The sky’s the limit for the next generation of Foam Talent photographers

The sky’s the limit for the next generation of Foam Talent photographers

Amsterdam’s Foam photography museum puts 20 young and forward-thinking artists in the spotlight for its fourth annual London showcase at Beaconsfield Gallery Vauxhall

Gregory Eddi Jones photographed New York’s Twin Towers in the summer of 2001. It was a tourist shot, taken on a trip to the city. A few months later, the towers were gone, but the American artist was left with his picture. ‘It had a very profound effect on me and my understanding of images,’ he reflects. His recent photo-collage series Flowers for Donald, is the artist’s way to respond to the 2016 election, exploring the idea of spectacle, specifically through aesthetics valued by Trump.

[Rows from a dataset]
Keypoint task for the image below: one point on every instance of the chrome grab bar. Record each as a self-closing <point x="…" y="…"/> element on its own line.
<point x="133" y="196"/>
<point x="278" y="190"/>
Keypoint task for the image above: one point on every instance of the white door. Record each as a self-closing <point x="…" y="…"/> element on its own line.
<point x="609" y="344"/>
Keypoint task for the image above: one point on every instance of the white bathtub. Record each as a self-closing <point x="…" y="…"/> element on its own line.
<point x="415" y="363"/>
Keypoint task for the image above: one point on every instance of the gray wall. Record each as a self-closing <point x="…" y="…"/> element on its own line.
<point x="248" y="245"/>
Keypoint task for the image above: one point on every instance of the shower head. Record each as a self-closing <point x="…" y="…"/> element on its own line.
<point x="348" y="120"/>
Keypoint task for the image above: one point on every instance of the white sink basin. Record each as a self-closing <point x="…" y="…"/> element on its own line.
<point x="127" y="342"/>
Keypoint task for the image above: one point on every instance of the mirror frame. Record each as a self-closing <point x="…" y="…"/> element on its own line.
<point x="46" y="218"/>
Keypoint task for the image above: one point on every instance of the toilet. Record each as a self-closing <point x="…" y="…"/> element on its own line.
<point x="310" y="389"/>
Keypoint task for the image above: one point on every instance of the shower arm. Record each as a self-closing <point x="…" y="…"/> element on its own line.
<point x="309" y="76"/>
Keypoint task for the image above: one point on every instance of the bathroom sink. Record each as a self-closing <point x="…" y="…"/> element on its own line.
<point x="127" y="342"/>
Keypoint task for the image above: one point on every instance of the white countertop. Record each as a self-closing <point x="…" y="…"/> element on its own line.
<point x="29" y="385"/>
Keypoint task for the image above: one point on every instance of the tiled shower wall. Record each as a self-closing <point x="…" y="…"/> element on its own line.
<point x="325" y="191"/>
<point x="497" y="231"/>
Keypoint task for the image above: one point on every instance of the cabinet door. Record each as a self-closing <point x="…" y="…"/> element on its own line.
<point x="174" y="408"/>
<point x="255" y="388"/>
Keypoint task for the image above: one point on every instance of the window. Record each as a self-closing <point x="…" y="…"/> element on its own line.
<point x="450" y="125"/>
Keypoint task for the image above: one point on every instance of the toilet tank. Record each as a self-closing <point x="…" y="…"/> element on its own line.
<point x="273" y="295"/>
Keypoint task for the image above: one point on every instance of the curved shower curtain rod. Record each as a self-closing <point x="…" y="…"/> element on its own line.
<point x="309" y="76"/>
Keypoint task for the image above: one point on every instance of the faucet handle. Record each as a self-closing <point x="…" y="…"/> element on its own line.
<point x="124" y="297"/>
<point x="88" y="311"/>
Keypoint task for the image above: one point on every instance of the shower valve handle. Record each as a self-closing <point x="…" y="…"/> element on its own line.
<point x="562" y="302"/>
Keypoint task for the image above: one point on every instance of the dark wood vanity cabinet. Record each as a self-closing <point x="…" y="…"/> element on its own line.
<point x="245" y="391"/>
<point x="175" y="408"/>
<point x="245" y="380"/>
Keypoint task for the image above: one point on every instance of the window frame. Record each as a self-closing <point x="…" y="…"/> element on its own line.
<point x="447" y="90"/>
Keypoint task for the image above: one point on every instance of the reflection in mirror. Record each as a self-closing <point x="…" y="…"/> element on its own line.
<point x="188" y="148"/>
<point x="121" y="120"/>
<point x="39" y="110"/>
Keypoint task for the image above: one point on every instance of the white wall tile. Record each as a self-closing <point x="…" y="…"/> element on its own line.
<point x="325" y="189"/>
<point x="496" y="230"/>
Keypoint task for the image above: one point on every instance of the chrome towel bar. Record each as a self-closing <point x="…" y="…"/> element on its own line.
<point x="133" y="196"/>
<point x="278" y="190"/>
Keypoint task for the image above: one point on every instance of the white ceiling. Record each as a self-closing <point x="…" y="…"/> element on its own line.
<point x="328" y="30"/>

* * *

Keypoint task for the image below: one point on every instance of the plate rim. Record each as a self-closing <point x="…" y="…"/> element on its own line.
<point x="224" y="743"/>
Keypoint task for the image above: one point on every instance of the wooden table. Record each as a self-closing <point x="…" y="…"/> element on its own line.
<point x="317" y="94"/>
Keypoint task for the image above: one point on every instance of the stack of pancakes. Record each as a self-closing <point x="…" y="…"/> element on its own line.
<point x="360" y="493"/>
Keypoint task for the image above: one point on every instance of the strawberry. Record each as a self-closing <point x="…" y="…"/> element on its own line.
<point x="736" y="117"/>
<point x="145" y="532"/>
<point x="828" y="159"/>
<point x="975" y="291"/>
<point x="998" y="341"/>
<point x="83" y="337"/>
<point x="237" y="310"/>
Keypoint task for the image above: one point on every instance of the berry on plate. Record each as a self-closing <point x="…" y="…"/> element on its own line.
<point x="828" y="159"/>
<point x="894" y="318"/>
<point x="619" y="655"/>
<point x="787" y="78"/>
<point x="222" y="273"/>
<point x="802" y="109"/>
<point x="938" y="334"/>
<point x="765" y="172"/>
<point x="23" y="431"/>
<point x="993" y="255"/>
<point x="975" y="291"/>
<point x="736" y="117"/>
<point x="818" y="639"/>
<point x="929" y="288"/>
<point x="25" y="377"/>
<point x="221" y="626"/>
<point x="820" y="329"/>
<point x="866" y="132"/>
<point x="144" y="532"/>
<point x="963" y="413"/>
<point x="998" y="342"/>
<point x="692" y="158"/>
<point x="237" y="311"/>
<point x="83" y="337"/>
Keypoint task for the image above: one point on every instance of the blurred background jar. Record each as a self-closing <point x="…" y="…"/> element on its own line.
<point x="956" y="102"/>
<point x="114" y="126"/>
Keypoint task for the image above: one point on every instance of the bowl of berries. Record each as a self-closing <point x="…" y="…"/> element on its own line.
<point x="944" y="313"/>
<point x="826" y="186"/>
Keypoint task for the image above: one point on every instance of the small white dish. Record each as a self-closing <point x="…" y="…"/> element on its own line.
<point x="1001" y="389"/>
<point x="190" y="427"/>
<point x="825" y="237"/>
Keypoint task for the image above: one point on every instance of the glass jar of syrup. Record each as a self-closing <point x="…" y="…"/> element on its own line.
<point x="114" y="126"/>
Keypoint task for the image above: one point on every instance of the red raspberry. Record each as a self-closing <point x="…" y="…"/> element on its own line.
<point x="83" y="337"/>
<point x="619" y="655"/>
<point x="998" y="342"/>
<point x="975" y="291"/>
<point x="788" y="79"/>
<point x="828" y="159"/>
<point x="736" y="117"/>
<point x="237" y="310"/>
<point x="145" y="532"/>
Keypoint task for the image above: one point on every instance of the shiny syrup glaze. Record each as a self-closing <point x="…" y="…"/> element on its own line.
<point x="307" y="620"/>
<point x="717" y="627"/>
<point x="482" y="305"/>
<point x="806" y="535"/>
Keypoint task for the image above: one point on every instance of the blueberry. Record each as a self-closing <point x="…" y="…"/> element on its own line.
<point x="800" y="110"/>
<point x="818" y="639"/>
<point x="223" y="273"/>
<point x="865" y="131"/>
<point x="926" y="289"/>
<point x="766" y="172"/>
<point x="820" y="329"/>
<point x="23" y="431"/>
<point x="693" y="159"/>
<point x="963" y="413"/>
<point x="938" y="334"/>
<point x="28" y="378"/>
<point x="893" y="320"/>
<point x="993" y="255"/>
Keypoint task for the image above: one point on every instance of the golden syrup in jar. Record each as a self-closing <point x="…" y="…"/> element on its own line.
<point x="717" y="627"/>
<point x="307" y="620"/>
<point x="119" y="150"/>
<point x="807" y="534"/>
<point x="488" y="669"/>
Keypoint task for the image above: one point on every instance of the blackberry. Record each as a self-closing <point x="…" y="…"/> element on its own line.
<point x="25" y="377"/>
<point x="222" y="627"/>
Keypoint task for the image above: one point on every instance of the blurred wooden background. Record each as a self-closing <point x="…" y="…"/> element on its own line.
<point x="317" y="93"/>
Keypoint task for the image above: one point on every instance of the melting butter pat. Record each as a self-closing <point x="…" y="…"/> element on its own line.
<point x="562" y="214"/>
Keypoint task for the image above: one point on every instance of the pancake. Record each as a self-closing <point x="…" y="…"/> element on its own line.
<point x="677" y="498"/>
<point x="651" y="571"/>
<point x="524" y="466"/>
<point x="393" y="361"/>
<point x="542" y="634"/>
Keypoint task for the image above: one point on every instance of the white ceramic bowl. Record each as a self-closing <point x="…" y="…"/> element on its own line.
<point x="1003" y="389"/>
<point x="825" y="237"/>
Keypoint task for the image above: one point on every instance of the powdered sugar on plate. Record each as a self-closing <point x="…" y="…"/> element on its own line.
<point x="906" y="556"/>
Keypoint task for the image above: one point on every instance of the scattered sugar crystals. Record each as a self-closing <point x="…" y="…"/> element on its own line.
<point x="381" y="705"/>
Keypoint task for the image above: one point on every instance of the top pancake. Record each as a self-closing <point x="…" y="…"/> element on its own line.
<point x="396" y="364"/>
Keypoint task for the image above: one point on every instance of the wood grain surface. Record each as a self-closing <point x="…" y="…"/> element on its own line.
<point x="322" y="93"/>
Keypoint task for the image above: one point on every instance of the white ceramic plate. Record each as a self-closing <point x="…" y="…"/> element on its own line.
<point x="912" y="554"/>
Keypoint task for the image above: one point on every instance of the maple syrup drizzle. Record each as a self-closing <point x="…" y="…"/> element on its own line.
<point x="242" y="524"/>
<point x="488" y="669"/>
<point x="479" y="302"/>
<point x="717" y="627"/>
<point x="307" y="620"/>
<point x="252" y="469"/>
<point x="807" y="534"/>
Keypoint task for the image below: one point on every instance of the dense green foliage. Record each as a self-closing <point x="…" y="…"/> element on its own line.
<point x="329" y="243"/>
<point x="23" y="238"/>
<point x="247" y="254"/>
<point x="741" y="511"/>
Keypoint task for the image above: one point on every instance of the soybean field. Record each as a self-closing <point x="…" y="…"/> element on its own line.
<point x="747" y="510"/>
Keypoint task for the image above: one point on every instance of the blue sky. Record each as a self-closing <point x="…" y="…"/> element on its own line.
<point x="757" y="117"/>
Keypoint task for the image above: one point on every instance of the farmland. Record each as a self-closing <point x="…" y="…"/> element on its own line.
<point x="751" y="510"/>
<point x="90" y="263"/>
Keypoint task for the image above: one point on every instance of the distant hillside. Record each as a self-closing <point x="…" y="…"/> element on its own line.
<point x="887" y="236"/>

_WRITTEN REQUEST_
Answer these about the Foam Talent article, one per line:
1. How many artists does the Foam museum feature in its London showcase?
2. At which gallery is the showcase held?
3. What event does the series Flowers for Donald respond to?
Answer from the Foam Talent article alone.

_TASK SOLUTION_
1. 20
2. Beaconsfield Gallery Vauxhall
3. The 2016 election